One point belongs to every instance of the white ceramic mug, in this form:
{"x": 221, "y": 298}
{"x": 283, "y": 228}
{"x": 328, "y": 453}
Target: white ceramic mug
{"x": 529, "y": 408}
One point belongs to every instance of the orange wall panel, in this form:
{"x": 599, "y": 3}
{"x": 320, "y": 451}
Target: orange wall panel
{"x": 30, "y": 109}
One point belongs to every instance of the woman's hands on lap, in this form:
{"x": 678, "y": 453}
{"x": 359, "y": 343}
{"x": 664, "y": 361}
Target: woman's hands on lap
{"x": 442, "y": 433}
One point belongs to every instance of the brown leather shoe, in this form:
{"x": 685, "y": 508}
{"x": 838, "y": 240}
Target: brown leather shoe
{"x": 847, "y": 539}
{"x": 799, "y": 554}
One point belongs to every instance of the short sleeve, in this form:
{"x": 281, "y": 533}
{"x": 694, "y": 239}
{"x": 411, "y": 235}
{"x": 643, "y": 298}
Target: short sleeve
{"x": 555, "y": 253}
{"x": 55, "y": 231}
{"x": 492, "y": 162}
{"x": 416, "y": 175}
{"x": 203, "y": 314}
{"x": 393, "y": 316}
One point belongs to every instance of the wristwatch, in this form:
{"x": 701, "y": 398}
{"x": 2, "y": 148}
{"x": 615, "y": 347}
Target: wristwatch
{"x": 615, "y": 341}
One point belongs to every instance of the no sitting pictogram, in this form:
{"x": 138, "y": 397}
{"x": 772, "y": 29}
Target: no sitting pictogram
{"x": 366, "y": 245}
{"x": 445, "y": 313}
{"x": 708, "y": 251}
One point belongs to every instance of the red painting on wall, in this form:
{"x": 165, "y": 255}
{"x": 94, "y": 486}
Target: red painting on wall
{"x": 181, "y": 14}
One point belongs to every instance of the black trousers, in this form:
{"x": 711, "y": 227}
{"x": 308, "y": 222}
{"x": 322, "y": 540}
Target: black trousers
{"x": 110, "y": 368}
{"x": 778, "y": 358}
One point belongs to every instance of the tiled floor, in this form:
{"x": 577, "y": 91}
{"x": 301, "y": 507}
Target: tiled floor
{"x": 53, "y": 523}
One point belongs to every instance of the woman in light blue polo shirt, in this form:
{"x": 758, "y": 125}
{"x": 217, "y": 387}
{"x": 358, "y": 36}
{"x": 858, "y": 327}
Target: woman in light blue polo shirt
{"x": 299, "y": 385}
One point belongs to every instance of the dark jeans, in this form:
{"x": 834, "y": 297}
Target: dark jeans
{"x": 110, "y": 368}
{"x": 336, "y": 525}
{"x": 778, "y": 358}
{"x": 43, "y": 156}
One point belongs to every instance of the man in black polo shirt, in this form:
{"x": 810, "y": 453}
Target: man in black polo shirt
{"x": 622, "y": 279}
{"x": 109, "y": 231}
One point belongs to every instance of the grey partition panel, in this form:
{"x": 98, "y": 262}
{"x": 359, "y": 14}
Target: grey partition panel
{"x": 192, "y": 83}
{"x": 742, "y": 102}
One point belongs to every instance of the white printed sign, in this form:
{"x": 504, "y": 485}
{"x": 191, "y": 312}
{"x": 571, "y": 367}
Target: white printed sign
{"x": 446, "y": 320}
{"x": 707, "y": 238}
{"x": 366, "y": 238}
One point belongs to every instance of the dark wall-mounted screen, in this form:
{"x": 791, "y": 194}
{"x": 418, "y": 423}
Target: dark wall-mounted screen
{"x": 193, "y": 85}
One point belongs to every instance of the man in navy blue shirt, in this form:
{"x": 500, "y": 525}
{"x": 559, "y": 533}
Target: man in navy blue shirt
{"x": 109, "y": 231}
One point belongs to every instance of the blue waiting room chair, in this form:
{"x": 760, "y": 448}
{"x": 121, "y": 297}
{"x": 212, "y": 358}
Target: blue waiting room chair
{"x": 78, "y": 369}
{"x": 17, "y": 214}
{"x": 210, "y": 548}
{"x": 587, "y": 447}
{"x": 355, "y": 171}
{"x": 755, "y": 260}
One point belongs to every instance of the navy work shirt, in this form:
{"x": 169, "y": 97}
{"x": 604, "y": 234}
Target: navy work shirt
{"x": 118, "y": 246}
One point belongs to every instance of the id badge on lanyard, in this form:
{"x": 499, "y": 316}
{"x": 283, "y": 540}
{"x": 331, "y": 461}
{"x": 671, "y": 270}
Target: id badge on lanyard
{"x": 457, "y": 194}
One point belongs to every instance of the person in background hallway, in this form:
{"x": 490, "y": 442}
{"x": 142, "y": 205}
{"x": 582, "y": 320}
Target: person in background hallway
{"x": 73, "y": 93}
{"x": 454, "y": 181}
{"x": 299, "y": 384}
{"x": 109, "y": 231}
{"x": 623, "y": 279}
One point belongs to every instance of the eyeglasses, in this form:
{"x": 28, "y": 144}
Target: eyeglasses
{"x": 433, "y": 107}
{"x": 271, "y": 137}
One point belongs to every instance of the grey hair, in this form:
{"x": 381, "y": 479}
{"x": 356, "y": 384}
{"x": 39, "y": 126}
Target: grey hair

※

Copy each entry exactly, with nothing added or dropped.

One point belongs to every instance of the white ceramic mug, in this form:
{"x": 221, "y": 298}
{"x": 283, "y": 228}
{"x": 328, "y": 453}
Target: white ceramic mug
{"x": 529, "y": 408}
One point belongs to every instance of the orange wall panel, in this form:
{"x": 599, "y": 3}
{"x": 320, "y": 451}
Target: orange wall panel
{"x": 30, "y": 109}
One point belongs to every instance of the woman's hands on lap, in this form:
{"x": 678, "y": 453}
{"x": 359, "y": 343}
{"x": 664, "y": 361}
Target: woman's hands on lap
{"x": 442, "y": 433}
One point belongs to every instance of the brown leather shoe, in this form:
{"x": 685, "y": 508}
{"x": 838, "y": 240}
Target: brown leather shoe
{"x": 847, "y": 539}
{"x": 799, "y": 554}
One point belongs to every instance of the short sleeve, in this form:
{"x": 281, "y": 533}
{"x": 694, "y": 239}
{"x": 411, "y": 235}
{"x": 643, "y": 298}
Target: short sleeve
{"x": 555, "y": 253}
{"x": 55, "y": 231}
{"x": 492, "y": 162}
{"x": 416, "y": 175}
{"x": 203, "y": 314}
{"x": 393, "y": 316}
One point belongs to every instance of the wristwatch, in this form:
{"x": 701, "y": 398}
{"x": 2, "y": 148}
{"x": 615, "y": 347}
Target: wristwatch
{"x": 615, "y": 341}
One point belongs to every instance of the no sitting pictogram, in this form:
{"x": 138, "y": 397}
{"x": 772, "y": 29}
Target: no sitting pictogram
{"x": 366, "y": 245}
{"x": 445, "y": 313}
{"x": 708, "y": 251}
One point belongs to every instance of the red painting on wall, in this form:
{"x": 165, "y": 255}
{"x": 94, "y": 486}
Target: red painting on wall
{"x": 181, "y": 14}
One point belongs to every instance of the black trousers, in this form:
{"x": 711, "y": 227}
{"x": 308, "y": 222}
{"x": 322, "y": 540}
Target: black trousers
{"x": 110, "y": 368}
{"x": 778, "y": 358}
One point belongs to every instance of the tiled floor, in this form:
{"x": 577, "y": 91}
{"x": 301, "y": 507}
Target: tiled floor
{"x": 53, "y": 523}
One point belongs to every instance of the woman in light blue polo shirt, in this form:
{"x": 758, "y": 125}
{"x": 217, "y": 387}
{"x": 358, "y": 36}
{"x": 858, "y": 327}
Target: woman in light blue polo shirt
{"x": 299, "y": 385}
One point belongs to every instance of the dark jeans, in this form:
{"x": 834, "y": 297}
Target: dark jeans
{"x": 110, "y": 368}
{"x": 336, "y": 525}
{"x": 778, "y": 358}
{"x": 43, "y": 156}
One point belongs to every instance of the man in black polo shirt, in this form:
{"x": 810, "y": 453}
Target: man in black polo shirt
{"x": 622, "y": 279}
{"x": 109, "y": 231}
One point belongs to every instance of the grey partition panel, in this form:
{"x": 98, "y": 262}
{"x": 359, "y": 14}
Target: grey partition panel
{"x": 192, "y": 83}
{"x": 742, "y": 102}
One point belongs to every instance of the white printed sign, in this form:
{"x": 504, "y": 485}
{"x": 191, "y": 312}
{"x": 571, "y": 367}
Target: white printed sign
{"x": 446, "y": 320}
{"x": 707, "y": 238}
{"x": 366, "y": 238}
One point belongs to every instance of the dark wall-mounted screen, in this form:
{"x": 791, "y": 194}
{"x": 418, "y": 423}
Target: dark wall-mounted screen
{"x": 193, "y": 85}
One point belongs to every instance of the man in navy blue shirt, in this form:
{"x": 500, "y": 525}
{"x": 559, "y": 533}
Target: man in navy blue shirt
{"x": 109, "y": 231}
One point belongs to every instance of the blue waiting room chair, in this form:
{"x": 760, "y": 448}
{"x": 121, "y": 297}
{"x": 212, "y": 358}
Target: blue waiting room chair
{"x": 78, "y": 369}
{"x": 17, "y": 214}
{"x": 210, "y": 548}
{"x": 587, "y": 447}
{"x": 355, "y": 171}
{"x": 755, "y": 260}
One point belongs to every instance of the navy work shirt, in this form:
{"x": 169, "y": 97}
{"x": 604, "y": 234}
Target: navy work shirt
{"x": 118, "y": 246}
One point belongs to every instance of the id badge on lanyard, in this form:
{"x": 499, "y": 316}
{"x": 283, "y": 540}
{"x": 331, "y": 461}
{"x": 671, "y": 270}
Target: id badge on lanyard
{"x": 457, "y": 194}
One point belongs to every instance of the person in background hallway, in this form:
{"x": 490, "y": 442}
{"x": 142, "y": 205}
{"x": 582, "y": 320}
Target: person in background hallway
{"x": 73, "y": 93}
{"x": 454, "y": 181}
{"x": 299, "y": 384}
{"x": 109, "y": 231}
{"x": 623, "y": 279}
One point belongs to every instance of the eyeglasses, in this form:
{"x": 28, "y": 144}
Target: eyeglasses
{"x": 433, "y": 107}
{"x": 271, "y": 137}
One point belongs to every instance of the grey hair, in this form:
{"x": 381, "y": 479}
{"x": 356, "y": 384}
{"x": 39, "y": 126}
Target: grey hair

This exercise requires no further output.